- TASK DIRECTIONS -
Copy all of the records below verbatim.

-- Begin MATERIAL FOR THIS TASK --

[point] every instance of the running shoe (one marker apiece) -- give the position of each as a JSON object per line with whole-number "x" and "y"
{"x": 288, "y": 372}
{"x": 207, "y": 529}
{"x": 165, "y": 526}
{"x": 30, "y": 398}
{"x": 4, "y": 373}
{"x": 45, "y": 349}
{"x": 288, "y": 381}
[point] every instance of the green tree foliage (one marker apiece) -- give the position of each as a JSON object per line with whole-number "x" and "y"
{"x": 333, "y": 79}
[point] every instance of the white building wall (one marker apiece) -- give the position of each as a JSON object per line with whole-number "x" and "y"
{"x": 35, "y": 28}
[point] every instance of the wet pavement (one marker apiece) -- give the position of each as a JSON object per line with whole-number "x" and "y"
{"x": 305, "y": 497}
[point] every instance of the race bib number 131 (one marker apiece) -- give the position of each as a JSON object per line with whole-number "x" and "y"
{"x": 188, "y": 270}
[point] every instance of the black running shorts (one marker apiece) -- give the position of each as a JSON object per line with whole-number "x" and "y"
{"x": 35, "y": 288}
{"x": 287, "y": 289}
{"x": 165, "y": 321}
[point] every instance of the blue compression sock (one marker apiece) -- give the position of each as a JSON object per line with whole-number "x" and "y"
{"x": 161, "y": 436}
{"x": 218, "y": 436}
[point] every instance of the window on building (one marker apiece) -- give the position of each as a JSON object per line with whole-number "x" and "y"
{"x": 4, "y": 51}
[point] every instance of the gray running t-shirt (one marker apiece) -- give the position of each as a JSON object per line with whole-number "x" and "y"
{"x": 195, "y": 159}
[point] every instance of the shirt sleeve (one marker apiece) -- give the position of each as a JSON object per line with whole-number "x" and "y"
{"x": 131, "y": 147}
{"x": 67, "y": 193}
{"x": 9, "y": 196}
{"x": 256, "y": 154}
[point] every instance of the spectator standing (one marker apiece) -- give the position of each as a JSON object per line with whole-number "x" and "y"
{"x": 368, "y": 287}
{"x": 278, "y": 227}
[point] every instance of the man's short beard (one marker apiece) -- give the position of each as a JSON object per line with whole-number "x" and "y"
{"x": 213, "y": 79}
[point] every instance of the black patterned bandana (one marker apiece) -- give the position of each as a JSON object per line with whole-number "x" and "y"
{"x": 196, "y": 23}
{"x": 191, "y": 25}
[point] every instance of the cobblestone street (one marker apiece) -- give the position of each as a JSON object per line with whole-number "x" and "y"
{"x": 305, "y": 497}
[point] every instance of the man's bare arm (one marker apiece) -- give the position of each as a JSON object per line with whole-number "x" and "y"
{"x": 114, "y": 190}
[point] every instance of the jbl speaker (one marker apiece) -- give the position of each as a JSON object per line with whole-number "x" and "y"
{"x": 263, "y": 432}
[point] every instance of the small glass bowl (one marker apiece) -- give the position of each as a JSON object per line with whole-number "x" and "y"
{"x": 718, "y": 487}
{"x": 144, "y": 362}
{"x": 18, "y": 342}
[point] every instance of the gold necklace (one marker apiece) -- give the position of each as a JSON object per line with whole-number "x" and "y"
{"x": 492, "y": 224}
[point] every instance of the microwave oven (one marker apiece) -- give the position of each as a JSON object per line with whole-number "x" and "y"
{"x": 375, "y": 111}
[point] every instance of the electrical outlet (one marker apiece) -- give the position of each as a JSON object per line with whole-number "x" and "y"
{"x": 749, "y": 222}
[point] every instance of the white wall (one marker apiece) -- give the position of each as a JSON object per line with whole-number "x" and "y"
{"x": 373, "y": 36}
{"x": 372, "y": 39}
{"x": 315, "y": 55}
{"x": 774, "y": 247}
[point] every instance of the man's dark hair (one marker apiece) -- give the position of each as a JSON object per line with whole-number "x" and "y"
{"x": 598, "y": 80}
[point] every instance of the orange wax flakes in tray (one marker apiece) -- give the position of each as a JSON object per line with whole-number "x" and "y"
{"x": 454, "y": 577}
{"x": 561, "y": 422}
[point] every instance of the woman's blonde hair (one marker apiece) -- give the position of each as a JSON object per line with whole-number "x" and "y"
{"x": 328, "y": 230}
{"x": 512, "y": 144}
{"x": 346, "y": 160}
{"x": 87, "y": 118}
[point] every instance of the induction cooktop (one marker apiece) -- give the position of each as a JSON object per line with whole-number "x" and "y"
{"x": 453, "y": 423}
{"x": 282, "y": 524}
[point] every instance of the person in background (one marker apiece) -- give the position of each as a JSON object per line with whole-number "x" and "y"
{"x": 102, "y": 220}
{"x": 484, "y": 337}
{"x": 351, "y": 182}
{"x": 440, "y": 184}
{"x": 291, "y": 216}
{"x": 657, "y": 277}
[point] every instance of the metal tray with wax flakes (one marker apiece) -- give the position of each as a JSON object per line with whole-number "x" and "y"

-- End MATERIAL FOR THIS TASK --

- FINISHED ANSWER -
[point] every instance of the running shoe (one marker apiece) -- give the position of each as a JSON object per line with whole-number "x" and "y"
{"x": 288, "y": 372}
{"x": 207, "y": 529}
{"x": 165, "y": 526}
{"x": 30, "y": 398}
{"x": 4, "y": 373}
{"x": 45, "y": 349}
{"x": 288, "y": 381}
[point] every instance of the green tree foliage (one marker apiece) -- give the position of each as a JSON object per line with whole-number "x" and "y"
{"x": 333, "y": 79}
[point] every instance of the white building wall (one marker apiece) -- give the position of each as a JSON object per line with whole-number "x" and "y"
{"x": 35, "y": 28}
[point] every instance of the wet pavement (one marker apiece) -- give the position of each as a JSON object per line with whole-number "x" and "y"
{"x": 305, "y": 497}
[point] every instance of the race bib number 131 (one marker apiece) -- give the position of each as a JSON object per line with whole-number "x" and "y"
{"x": 188, "y": 270}
[point] every instance of the black running shorts (one marker apiece) -- give the position of each as a JSON object per line with whole-number "x" and "y"
{"x": 35, "y": 288}
{"x": 287, "y": 289}
{"x": 165, "y": 321}
[point] every instance of the blue compression sock (one marker apiece) -- give the position of each as a JSON object per line with whole-number "x" and "y"
{"x": 161, "y": 436}
{"x": 218, "y": 436}
[point] every instance of the window on building (one marker apiece) -- give the position of each as a JSON object per line with whole-number "x" and "y"
{"x": 4, "y": 51}
[point] every instance of the gray running t-shirt (one marker apiece) -- give the position of each as a JSON object per line with whole-number "x" and "y"
{"x": 195, "y": 159}
[point] every instance of the shirt sleeve (one marker apiece) -- give the position of each as a JSON object per line with whole-number "x" and "y"
{"x": 131, "y": 147}
{"x": 67, "y": 193}
{"x": 9, "y": 196}
{"x": 256, "y": 154}
[point] every instance of the spectator standing (one marker apiece) -- give the position of each as a JSON object per line with whole-number "x" and "y"
{"x": 368, "y": 287}
{"x": 278, "y": 227}
[point] every instance of the man's short beard (one marker apiece) -- give the position of each as a JSON object per line with whole-number "x" and "y"
{"x": 213, "y": 79}
[point] every instance of the black patterned bandana (one marker apiece) -- give the position of each as a JSON object per line with whole-number "x" and "y"
{"x": 196, "y": 23}
{"x": 191, "y": 25}
[point] every instance of the cobblestone street (one marker apiece) -- give the position of each as a JSON object per line with whole-number "x" and "y"
{"x": 305, "y": 497}
[point] every instance of the man's bare arm (one marker apiece) -- give the position of each as a JSON object per line with whole-number "x" and "y"
{"x": 114, "y": 190}
[point] every instance of the jbl speaker (one marker apiece) -- give the position of each as a JSON object per line with whole-number "x" and "y"
{"x": 263, "y": 432}
[point] every instance of the small glass bowl (one marker apiece) -- give the position of each as a JSON object per line with whole-number "x" and "y"
{"x": 718, "y": 487}
{"x": 144, "y": 362}
{"x": 18, "y": 342}
[point] every instance of the gold necklace (one marker apiece) -- give the position of each as a JSON object per line with whole-number "x" and "y"
{"x": 492, "y": 224}
[point] every instance of the microwave oven (one marker apiece) -- give the position of each as a JSON object per line with whole-number "x" and "y"
{"x": 375, "y": 111}
[point] every instance of the electrical outlet (one marker apiece) -- give the position of each as a JSON object per line with whole-number "x" and "y"
{"x": 749, "y": 222}
[point] every instance of the white wall (one marker apiece) -- give the position of each as a JSON object per line with whole-number "x" and "y"
{"x": 373, "y": 36}
{"x": 372, "y": 39}
{"x": 315, "y": 55}
{"x": 774, "y": 247}
[point] every instance of the man's dark hair (one marker apiece) -- give the position of each as a JSON object per line with whole-number "x" and "y"
{"x": 598, "y": 80}
[point] every instance of the orange wax flakes in tray (one marker apiece) -- give the position of each as a JSON object per line with whole-number "x" and "y"
{"x": 454, "y": 577}
{"x": 561, "y": 422}
[point] every instance of the woman's blonde hair (one marker apiece) -- give the position of each as a JSON object per line with whole-number "x" and "y"
{"x": 328, "y": 230}
{"x": 512, "y": 144}
{"x": 346, "y": 160}
{"x": 87, "y": 118}
[point] every instance of the induction cooktop (one marker apiece) -- give the position of each as a JSON object per line with whole-number "x" and "y"
{"x": 453, "y": 423}
{"x": 282, "y": 524}
[point] every instance of the person in background (one marker apiece) -- give the position of each as a JSON object per line with whole-number "x" and "y"
{"x": 102, "y": 220}
{"x": 484, "y": 337}
{"x": 351, "y": 182}
{"x": 440, "y": 184}
{"x": 291, "y": 216}
{"x": 657, "y": 277}
[point] every instance of the metal tray with wax flakes (one marker apiece) -- give the position of each as a JSON object per line with whole-number "x" and "y"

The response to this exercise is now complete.